Exercise details
Filter the items below and copy every line that contains the string "input", treating uppercase and lowercase letters as different.

Data for this exercise
----------

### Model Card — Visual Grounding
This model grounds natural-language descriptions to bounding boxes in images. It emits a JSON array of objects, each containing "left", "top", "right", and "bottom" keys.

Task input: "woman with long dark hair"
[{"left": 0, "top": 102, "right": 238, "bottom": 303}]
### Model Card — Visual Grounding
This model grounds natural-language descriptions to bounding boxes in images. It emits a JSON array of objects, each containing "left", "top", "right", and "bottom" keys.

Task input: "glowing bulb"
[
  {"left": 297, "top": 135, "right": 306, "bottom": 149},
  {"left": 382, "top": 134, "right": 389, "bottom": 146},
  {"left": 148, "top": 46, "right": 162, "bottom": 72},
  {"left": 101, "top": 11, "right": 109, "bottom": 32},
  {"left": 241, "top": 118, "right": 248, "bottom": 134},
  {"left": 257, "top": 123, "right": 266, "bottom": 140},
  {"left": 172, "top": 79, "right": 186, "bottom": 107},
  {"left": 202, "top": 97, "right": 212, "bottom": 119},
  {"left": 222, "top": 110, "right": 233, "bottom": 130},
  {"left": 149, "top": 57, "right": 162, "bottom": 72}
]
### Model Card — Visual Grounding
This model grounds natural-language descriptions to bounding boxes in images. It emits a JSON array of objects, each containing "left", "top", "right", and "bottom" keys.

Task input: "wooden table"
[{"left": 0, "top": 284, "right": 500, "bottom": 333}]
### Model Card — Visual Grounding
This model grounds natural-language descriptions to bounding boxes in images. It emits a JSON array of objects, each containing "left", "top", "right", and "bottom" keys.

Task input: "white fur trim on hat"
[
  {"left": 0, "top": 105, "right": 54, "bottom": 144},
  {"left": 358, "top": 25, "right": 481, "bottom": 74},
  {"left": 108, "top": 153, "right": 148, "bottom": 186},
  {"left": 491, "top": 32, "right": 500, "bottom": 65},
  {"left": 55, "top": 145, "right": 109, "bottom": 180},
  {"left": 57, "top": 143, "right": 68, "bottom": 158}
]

----------

Solution to the exercise
Task input: "woman with long dark hair"
Task input: "glowing bulb"
Task input: "wooden table"
Task input: "white fur trim on hat"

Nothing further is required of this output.